## DATASET ENTRIES
════════
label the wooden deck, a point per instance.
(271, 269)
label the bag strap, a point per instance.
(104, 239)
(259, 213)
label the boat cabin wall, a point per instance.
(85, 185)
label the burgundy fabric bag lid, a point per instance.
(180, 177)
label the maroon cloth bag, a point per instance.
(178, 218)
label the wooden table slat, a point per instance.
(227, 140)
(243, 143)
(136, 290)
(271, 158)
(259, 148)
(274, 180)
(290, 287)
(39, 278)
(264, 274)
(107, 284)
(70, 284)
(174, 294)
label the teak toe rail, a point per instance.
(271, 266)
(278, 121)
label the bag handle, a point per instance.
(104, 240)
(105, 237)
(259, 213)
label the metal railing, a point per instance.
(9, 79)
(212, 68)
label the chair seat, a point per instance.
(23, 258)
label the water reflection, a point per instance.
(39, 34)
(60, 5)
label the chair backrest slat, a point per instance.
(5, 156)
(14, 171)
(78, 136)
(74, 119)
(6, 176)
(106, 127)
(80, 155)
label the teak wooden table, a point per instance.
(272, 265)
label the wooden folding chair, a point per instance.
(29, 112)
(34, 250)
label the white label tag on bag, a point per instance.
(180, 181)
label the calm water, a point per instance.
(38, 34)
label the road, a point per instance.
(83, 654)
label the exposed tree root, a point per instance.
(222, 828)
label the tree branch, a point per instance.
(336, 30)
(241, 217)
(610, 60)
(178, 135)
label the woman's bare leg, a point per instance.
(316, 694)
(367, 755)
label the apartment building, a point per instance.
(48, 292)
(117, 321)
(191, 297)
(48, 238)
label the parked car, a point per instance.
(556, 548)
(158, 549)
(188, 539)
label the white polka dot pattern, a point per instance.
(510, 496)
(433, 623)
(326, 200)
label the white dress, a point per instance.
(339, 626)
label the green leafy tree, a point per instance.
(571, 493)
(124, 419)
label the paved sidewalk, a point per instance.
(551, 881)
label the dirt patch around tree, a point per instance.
════════
## WHAT YOU WILL DO
Repeat all the material above, swapping every "instance" for "occurrence" and leaving everything else unchanged.

## COMPLETE OUTPUT
label the wooden deck, a point per occurrence.
(271, 269)
label the bag strap, a point per occurrence.
(104, 239)
(259, 213)
label the boat cabin wall, a point per occurrence.
(85, 185)
label the burgundy fabric bag lid, a point per occurrence.
(180, 177)
label the maroon cloth bag, a point per occurrence.
(178, 218)
label the wooden table slat, a point per occurrence.
(227, 140)
(243, 143)
(136, 290)
(271, 158)
(259, 148)
(274, 180)
(290, 287)
(39, 278)
(264, 274)
(107, 284)
(70, 284)
(174, 294)
label the teak toe rail, a point per occurrence.
(271, 266)
(278, 121)
label the bag handle, a point per occurrence.
(104, 240)
(105, 237)
(259, 213)
label the metal railing, a point per occurrence.
(9, 79)
(212, 68)
label the chair seat, a point per occurrence.
(23, 258)
label the water reflection, a point per occurrence.
(39, 34)
(60, 5)
label the chair backrest slat, a point per occurrence.
(5, 156)
(14, 171)
(78, 136)
(74, 119)
(6, 176)
(106, 127)
(80, 155)
label the teak wooden table, a point per occurrence.
(272, 265)
label the wooden folding chair, a point per occurrence.
(29, 112)
(34, 250)
label the white label tag on bag, a point per occurrence.
(180, 181)
label the calm water, a point per occurrence.
(38, 34)
label the road, a point per occurrence.
(83, 654)
label the exposed tree root, a point per occurrence.
(222, 828)
label the tree branch, a point per occurrence.
(336, 30)
(241, 217)
(610, 60)
(178, 135)
label the woman's bare leg, a point per occurrence.
(316, 694)
(367, 755)
label the apartment building, a point per occurrence.
(48, 292)
(117, 321)
(191, 297)
(48, 238)
label the parked car, a point per occurrence.
(556, 548)
(158, 549)
(188, 539)
label the white polka dot pattern, a point per occurrence.
(510, 496)
(433, 623)
(326, 200)
label the white dress, a point per occurrence.
(339, 626)
label the green leafy tree, a point per occurrence.
(571, 493)
(124, 419)
label the paved sidewalk, a point per occurrence.
(551, 881)
label the dirt patch around tree, a point per occurrence.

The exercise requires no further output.